>> start PASSAGE TO READ
Security.txt in the Wild

Recently I’ve stumbled upon an interesting proposal on defining security policies called security.txt.

As I’m quite interested in the security scene myself, I wondered how many websites already use a security.txt?

Open Table of contents

What is a security.txt file?
Idea
Crawling
Analyzing
Downloads

What is a security.txt file?

The security.txt is a proposed standard to define security policies on websites.

It consists of a simple and machine readable format for a text file which should be placed in a well known location.
>> end PASSAGE TO READ
>> start DATA LISTING
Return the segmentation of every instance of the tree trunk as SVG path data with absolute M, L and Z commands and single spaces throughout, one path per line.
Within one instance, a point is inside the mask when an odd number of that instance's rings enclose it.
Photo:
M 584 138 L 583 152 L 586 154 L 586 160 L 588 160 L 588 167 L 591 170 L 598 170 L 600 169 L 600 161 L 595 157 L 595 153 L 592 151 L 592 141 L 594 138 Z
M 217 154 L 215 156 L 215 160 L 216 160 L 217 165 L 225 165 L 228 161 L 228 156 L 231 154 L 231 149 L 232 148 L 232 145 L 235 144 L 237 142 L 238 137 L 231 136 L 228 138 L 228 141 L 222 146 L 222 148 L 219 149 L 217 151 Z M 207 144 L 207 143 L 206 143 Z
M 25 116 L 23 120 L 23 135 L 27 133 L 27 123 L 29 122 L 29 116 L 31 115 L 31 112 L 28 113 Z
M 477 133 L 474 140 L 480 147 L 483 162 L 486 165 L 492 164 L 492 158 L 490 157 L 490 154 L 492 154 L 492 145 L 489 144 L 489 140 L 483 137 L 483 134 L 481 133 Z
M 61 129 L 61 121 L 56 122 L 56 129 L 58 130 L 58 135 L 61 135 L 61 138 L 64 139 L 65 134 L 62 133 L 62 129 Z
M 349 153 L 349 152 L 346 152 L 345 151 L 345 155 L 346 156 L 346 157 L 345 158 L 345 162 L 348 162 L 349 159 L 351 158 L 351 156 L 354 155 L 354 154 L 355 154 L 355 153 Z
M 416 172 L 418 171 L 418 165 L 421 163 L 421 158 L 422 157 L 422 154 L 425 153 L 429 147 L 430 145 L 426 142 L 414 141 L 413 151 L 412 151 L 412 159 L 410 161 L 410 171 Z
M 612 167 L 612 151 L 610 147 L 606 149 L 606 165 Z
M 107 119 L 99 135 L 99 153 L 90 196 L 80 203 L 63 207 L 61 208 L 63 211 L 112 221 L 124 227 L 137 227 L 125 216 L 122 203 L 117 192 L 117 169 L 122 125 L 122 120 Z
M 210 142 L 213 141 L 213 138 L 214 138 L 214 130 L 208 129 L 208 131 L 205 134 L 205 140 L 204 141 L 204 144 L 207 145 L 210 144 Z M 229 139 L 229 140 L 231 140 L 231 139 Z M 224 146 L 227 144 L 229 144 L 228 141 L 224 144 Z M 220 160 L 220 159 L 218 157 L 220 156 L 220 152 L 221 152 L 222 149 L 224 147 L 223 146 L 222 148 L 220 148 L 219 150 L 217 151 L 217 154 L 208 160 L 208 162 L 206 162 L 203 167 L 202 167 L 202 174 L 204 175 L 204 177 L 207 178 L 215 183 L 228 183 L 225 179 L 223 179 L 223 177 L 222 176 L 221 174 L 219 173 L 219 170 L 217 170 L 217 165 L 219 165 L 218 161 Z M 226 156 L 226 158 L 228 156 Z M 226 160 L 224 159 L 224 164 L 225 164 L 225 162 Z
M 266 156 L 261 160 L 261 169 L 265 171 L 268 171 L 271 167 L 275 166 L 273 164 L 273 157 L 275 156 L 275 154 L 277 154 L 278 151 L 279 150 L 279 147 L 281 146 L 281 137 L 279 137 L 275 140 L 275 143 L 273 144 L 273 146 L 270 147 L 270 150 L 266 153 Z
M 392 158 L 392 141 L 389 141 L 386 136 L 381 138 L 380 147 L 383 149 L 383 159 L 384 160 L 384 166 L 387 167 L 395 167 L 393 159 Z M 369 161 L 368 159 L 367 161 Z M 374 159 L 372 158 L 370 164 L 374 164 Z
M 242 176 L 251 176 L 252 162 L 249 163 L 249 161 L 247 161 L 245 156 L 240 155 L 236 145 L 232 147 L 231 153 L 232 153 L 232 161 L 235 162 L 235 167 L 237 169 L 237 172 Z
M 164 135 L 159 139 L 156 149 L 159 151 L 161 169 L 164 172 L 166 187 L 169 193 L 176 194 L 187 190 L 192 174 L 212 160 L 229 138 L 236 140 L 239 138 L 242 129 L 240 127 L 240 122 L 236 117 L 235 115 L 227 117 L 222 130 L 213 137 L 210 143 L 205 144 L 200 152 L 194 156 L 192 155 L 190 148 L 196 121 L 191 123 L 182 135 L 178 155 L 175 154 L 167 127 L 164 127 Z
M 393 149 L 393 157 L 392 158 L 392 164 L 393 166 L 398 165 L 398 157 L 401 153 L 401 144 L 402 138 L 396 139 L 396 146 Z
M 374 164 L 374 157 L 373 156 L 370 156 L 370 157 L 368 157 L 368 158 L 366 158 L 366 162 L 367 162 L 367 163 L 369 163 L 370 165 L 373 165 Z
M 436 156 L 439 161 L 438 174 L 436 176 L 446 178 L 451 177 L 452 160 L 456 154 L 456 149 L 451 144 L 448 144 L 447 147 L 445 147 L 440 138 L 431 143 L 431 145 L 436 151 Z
>> end DATA LISTING
#### [INSTRUCTIONS TO FOLLOW]
Can you retype the whole security.txt post word for word, from its title to its final sentence?

#### [TASK ANSWER]
Security.txt in the Wild

Recently I’ve stumbled upon an interesting proposal on defining security policies called security.txt.

As I’m quite interested in the security scene myself, I wondered how many websites already use a security.txt?

Open Table of contents

What is a security.txt file?
Idea
Crawling
Analyzing
Downloads

What is a security.txt file?

The security.txt is a proposed standard to define security policies on websites.

It consists of a simple and machine readable format for a text file which should be placed in a well known location.